**Aim of the task**
Using the records below, write out again exactly the lines that begin at the line containing "the wooden railing." and end at the line containing "of the ocean.", and no other lines.

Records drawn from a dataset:
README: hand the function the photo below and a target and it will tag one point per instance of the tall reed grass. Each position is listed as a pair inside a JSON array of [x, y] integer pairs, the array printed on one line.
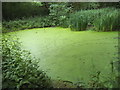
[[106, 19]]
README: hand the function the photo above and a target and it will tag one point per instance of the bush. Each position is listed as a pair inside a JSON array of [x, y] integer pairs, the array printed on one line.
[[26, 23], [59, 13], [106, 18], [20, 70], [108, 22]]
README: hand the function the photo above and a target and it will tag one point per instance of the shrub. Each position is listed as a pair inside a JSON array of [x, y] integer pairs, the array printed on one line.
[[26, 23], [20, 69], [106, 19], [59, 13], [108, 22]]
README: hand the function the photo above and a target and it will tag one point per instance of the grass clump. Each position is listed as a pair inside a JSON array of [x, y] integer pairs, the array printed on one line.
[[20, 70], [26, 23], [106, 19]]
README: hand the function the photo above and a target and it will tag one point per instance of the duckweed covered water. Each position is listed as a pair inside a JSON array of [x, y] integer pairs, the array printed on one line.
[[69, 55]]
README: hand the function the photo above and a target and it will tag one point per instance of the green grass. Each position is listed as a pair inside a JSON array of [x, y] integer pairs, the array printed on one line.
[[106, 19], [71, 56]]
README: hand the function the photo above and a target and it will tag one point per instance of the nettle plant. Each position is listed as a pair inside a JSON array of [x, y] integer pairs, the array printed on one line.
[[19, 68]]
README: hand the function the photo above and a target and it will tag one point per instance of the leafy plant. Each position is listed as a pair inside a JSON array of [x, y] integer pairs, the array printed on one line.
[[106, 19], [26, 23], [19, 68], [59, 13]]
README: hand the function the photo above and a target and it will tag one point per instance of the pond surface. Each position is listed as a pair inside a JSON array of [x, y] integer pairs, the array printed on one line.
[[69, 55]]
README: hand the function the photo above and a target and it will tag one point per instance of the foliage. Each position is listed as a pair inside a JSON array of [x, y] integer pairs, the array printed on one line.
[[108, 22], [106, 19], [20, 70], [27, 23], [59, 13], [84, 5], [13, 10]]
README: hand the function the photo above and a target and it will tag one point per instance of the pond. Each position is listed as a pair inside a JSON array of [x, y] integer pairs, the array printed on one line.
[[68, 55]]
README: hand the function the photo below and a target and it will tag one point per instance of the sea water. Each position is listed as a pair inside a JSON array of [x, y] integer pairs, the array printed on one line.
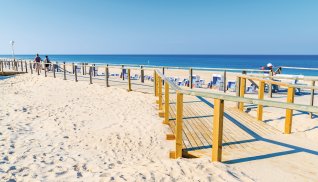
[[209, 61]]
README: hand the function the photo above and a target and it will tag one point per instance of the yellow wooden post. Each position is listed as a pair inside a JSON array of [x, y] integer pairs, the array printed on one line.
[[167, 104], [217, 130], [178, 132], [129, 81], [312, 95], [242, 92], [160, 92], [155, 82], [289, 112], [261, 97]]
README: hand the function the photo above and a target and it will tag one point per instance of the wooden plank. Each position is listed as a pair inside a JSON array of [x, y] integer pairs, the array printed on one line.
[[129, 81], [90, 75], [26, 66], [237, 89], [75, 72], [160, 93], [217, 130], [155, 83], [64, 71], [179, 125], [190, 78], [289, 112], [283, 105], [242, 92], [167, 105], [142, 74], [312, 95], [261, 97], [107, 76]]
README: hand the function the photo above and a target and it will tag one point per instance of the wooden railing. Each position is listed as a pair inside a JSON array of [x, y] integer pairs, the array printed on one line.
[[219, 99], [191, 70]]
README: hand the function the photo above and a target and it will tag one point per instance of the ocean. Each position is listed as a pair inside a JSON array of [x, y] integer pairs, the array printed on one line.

* * *

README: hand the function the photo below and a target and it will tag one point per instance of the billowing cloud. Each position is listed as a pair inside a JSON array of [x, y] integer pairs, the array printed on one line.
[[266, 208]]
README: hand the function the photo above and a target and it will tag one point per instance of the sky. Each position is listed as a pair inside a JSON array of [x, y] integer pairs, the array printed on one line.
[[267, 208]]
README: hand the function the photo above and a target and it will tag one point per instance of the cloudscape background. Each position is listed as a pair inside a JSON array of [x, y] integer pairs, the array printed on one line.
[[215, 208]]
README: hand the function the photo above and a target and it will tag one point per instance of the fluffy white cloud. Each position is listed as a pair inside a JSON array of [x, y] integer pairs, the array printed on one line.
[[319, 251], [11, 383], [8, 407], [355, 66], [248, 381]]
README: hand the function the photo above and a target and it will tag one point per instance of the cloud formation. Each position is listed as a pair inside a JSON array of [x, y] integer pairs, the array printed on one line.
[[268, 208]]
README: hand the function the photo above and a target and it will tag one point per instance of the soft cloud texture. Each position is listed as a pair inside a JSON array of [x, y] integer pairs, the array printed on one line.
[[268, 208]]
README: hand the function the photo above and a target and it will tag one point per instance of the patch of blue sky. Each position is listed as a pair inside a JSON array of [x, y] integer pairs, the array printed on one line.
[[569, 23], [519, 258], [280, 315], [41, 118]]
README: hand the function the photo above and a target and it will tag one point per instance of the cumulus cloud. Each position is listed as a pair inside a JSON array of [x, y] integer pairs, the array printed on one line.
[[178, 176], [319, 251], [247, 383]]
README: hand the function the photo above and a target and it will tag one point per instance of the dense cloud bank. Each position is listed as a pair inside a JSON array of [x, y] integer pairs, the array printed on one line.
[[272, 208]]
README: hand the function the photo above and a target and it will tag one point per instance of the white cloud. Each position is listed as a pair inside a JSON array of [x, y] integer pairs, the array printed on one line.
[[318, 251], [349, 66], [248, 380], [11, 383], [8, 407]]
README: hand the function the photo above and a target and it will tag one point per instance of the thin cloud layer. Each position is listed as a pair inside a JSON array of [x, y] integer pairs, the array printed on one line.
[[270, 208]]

**Result for this task**
README: hand the function the photo above and a target and it will tag one point per instance of the wooden railing. Each position is listed as a pair inside a JSON array of [x, y] integer pairs, the array printed on one line.
[[219, 99], [191, 70]]
README: hand the function the photo above and a target and it will tag one point per instance of the ocean. Each position is listed as a pair inside a JSON array of [x, y] integer pairs, the array printed on one line.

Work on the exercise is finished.